»»
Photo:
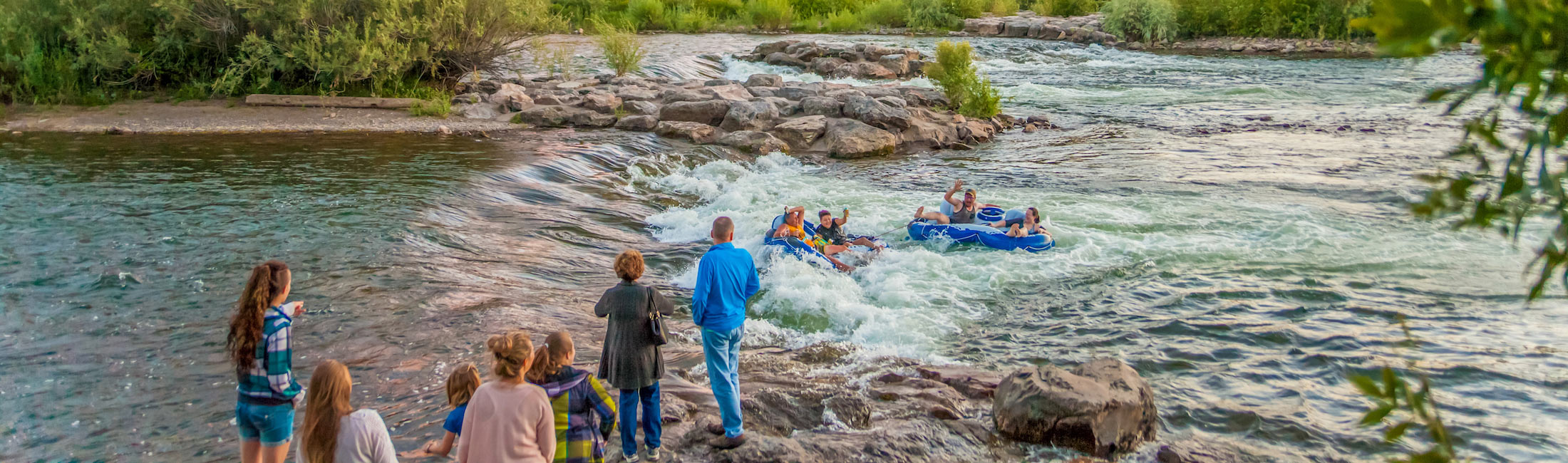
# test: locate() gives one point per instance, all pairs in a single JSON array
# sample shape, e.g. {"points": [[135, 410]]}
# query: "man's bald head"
{"points": [[723, 229]]}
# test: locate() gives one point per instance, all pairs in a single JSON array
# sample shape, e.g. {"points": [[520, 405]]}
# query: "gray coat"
{"points": [[629, 360]]}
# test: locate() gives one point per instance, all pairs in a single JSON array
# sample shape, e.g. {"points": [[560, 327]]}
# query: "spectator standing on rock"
{"points": [[631, 361], [725, 280]]}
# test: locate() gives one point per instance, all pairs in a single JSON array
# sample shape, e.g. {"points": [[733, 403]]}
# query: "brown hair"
{"points": [[245, 328], [551, 357], [723, 227], [629, 266], [461, 383], [512, 352], [325, 404]]}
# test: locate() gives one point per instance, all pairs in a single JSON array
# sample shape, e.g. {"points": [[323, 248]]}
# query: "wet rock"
{"points": [[820, 105], [753, 142], [800, 132], [640, 107], [764, 80], [750, 117], [875, 113], [850, 139], [640, 123], [601, 101], [482, 110], [1101, 408], [706, 112], [696, 132]]}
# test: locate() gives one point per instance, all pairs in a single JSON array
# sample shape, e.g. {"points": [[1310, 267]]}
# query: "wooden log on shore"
{"points": [[328, 101]]}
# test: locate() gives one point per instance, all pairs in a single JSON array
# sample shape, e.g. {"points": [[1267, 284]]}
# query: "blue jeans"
{"points": [[651, 422], [270, 425], [722, 352]]}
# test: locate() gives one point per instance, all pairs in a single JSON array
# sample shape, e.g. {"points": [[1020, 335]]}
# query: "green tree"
{"points": [[1518, 168]]}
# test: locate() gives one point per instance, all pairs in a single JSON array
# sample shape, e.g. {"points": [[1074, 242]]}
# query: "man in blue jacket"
{"points": [[725, 280]]}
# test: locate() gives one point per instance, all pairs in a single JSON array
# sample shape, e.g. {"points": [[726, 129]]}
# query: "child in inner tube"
{"points": [[794, 232], [1023, 227]]}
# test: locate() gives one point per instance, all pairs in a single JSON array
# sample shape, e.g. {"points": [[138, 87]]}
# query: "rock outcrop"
{"points": [[840, 60], [1101, 408], [765, 115], [1088, 30]]}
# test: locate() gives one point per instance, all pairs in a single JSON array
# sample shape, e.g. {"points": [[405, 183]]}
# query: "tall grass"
{"points": [[959, 78], [1140, 19], [770, 14], [623, 49]]}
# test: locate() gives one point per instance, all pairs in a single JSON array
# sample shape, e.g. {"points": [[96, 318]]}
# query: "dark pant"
{"points": [[651, 421]]}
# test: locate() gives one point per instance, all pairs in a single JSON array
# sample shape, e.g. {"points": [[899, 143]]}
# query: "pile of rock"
{"points": [[1088, 30], [759, 115], [841, 60]]}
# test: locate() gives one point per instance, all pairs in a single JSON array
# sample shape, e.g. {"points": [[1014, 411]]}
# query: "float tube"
{"points": [[803, 250], [981, 233]]}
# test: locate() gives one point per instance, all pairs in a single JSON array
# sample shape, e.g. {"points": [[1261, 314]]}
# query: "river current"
{"points": [[1232, 227]]}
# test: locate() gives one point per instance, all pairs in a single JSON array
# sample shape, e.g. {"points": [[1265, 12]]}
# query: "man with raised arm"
{"points": [[725, 280]]}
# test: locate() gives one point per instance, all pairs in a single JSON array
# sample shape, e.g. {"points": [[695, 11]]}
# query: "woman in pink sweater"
{"points": [[508, 421]]}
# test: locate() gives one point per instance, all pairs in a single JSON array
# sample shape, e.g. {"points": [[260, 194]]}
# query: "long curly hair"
{"points": [[245, 328]]}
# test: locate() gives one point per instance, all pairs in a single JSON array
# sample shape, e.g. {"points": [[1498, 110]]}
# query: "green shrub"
{"points": [[1071, 6], [888, 13], [844, 21], [1140, 19], [1002, 6], [646, 14], [623, 49], [770, 14], [955, 73], [932, 14]]}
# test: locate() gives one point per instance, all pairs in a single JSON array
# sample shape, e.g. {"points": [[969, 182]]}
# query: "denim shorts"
{"points": [[270, 425]]}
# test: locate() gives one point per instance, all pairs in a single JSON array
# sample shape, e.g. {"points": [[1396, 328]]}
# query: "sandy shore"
{"points": [[225, 117]]}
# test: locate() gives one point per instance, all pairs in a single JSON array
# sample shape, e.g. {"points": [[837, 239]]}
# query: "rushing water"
{"points": [[1216, 228]]}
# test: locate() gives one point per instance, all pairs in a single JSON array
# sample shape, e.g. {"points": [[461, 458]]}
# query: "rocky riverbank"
{"points": [[1088, 30], [759, 115]]}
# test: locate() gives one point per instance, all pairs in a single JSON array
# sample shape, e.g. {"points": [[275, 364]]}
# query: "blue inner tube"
{"points": [[981, 233], [802, 250]]}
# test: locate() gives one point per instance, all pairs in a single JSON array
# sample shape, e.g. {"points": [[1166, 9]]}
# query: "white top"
{"points": [[361, 438]]}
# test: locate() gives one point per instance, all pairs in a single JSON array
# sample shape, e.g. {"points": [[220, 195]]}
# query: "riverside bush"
{"points": [[1140, 19], [99, 51], [769, 14], [955, 73], [623, 49]]}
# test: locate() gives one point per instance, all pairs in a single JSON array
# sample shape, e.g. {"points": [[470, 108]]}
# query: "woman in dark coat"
{"points": [[629, 360]]}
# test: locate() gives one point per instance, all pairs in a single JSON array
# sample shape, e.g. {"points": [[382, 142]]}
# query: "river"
{"points": [[1216, 227]]}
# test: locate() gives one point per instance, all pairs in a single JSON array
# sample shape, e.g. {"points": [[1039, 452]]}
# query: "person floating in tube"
{"points": [[963, 211], [794, 232]]}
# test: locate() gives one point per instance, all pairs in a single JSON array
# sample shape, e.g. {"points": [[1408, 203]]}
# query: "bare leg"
{"points": [[249, 451], [275, 454]]}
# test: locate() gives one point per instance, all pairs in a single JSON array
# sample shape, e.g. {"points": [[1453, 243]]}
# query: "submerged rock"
{"points": [[1101, 408]]}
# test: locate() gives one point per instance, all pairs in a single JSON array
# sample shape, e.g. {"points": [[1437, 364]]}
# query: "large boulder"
{"points": [[800, 132], [480, 110], [706, 112], [850, 139], [820, 105], [1101, 408], [512, 98], [764, 80], [637, 123], [750, 117], [875, 113], [753, 142], [688, 130], [601, 101]]}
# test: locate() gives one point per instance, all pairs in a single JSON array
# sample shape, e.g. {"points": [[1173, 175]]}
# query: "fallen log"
{"points": [[328, 101]]}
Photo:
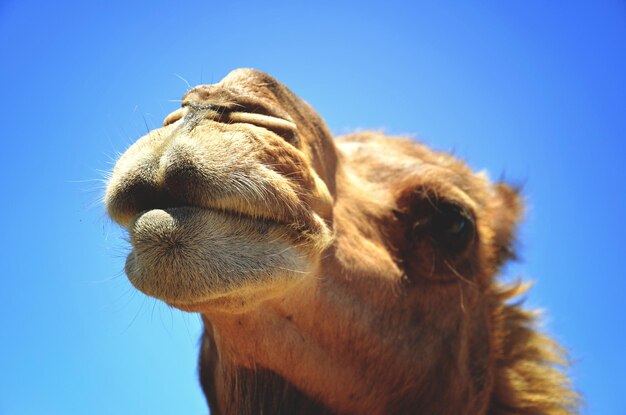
««
> **Short task**:
Identify every line in the items above that contains the word "shore", treating uppercase and lowercase as different, and copy each of those lines.

> **Solution**:
# query: "wooden log on shore"
# query: "sandy shore"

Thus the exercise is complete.